[EXTRACTED RECORDS]

+++++

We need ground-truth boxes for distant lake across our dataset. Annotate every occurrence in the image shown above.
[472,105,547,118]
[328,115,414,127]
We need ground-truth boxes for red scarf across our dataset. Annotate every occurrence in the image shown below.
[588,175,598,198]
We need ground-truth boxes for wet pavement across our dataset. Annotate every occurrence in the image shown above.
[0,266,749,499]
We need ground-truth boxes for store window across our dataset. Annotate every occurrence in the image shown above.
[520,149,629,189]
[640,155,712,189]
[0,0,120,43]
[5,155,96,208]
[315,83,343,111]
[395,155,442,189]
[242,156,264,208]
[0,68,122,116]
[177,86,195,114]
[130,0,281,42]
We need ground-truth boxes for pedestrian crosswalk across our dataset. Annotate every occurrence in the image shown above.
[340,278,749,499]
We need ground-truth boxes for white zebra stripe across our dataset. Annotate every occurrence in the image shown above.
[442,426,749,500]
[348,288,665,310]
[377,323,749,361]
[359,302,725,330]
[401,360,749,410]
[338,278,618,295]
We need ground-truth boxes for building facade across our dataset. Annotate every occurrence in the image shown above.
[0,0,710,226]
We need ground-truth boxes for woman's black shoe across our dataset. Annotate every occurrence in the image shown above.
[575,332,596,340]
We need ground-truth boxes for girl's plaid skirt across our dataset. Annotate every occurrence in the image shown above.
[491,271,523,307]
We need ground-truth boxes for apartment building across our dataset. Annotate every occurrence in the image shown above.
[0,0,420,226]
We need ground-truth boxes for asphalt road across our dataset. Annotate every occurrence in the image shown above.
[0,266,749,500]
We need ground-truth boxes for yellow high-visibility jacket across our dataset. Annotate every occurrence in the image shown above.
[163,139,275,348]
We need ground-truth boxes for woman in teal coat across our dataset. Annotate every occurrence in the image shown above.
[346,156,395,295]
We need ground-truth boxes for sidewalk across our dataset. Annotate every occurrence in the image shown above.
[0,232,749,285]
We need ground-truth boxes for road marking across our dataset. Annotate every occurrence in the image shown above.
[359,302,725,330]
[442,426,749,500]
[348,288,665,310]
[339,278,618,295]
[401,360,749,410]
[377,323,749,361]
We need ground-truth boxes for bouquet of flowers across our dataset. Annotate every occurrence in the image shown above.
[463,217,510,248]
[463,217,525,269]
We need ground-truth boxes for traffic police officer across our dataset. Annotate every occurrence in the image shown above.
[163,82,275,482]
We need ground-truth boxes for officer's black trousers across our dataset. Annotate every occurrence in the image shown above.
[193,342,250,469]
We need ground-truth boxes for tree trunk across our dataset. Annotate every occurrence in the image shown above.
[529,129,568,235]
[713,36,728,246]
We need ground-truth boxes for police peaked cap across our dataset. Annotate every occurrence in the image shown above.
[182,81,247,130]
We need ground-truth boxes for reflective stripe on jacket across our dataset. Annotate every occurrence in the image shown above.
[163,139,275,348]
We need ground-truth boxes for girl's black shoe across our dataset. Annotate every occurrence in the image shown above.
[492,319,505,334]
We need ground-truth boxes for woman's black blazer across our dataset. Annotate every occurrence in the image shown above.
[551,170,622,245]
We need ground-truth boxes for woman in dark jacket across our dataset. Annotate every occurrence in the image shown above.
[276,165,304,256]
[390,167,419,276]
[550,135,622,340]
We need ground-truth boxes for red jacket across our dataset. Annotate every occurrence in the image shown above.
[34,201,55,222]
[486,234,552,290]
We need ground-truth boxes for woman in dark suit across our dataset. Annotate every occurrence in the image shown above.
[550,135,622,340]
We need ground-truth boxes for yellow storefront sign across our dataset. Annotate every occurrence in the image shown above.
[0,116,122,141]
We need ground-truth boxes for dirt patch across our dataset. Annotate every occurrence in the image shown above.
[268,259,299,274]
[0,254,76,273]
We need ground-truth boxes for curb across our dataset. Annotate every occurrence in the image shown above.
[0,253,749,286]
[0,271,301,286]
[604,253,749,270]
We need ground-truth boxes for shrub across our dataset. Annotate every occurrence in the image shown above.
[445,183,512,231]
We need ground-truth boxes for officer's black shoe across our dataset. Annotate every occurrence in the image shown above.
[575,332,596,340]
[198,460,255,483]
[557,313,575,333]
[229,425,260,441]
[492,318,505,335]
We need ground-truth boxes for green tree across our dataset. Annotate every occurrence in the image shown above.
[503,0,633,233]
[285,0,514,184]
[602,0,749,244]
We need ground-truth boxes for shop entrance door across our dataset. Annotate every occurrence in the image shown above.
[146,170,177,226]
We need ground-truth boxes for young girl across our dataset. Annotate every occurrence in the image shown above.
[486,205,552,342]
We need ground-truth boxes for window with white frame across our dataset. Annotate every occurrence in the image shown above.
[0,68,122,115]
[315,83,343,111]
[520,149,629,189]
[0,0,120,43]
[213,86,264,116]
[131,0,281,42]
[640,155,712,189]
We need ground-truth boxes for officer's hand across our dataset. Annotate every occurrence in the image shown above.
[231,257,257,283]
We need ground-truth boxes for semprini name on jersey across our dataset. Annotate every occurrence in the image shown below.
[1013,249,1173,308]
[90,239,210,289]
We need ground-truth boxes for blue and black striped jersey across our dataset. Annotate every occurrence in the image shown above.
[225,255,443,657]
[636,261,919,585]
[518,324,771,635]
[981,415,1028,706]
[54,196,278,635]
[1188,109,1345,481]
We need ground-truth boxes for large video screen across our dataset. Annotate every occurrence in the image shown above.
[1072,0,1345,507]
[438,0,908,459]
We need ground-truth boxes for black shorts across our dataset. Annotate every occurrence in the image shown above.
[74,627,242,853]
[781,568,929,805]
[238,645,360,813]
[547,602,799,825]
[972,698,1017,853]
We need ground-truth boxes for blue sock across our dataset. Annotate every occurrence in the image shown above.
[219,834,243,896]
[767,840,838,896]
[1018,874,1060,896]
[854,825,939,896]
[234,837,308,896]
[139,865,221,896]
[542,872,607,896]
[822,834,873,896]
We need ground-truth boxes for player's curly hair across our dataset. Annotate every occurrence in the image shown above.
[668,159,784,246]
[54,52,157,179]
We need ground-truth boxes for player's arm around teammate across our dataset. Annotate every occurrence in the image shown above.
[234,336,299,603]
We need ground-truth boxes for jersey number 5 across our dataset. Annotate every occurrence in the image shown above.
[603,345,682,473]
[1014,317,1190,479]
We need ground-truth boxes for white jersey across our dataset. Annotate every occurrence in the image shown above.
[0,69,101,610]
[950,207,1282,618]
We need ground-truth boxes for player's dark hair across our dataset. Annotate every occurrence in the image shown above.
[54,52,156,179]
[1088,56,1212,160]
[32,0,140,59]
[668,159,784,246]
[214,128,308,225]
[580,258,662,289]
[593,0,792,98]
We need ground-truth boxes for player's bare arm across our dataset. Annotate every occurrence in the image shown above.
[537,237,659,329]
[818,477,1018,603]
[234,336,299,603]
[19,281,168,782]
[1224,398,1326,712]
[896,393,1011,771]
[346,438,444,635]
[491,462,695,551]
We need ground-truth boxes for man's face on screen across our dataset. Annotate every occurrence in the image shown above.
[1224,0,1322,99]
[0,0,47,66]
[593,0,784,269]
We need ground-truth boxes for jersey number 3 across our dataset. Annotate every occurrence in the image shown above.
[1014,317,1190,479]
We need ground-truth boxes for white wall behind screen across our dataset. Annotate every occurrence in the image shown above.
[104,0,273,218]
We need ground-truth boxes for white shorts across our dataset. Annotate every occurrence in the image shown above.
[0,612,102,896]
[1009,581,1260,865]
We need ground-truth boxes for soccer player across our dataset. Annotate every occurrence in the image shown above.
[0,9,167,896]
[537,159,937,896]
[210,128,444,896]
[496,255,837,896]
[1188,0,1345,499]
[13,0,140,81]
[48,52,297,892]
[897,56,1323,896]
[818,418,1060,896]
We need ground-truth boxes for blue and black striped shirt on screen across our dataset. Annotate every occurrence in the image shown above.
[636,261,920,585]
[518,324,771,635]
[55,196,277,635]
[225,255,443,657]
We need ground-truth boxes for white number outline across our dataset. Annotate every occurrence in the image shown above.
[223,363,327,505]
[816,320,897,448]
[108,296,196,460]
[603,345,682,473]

+++++

[WHAT THIS TASK INVOLVES] Transcribe without any changes the stretch of rows from the line containing "We need ground-truth boxes for shop" through the line containing "[90,239,210,289]", both included.

[REPLY]
We need ground-truth boxes for shop entrance door across our dataset. Annotate every occurrence in the image shown above.
[146,170,177,226]
We need ground-truth boxes for young girl across our dataset. Annotate every occurrence in the image shown above.
[486,205,552,342]
We need ground-truth boxes for window with white frame across our dataset. Annotate every occurrence in the image shown above.
[0,68,122,115]
[315,83,343,111]
[520,149,629,189]
[0,0,120,43]
[213,86,264,116]
[131,0,281,42]
[640,155,712,189]
We need ground-truth boxes for officer's hand across our dataset. Annotate every occurrence in the image shown above.
[231,257,257,283]
We need ground-truth boxes for semprini name on jersey across our dataset. Annotate every occurrence in the image shown below.
[1013,249,1173,308]
[90,239,210,289]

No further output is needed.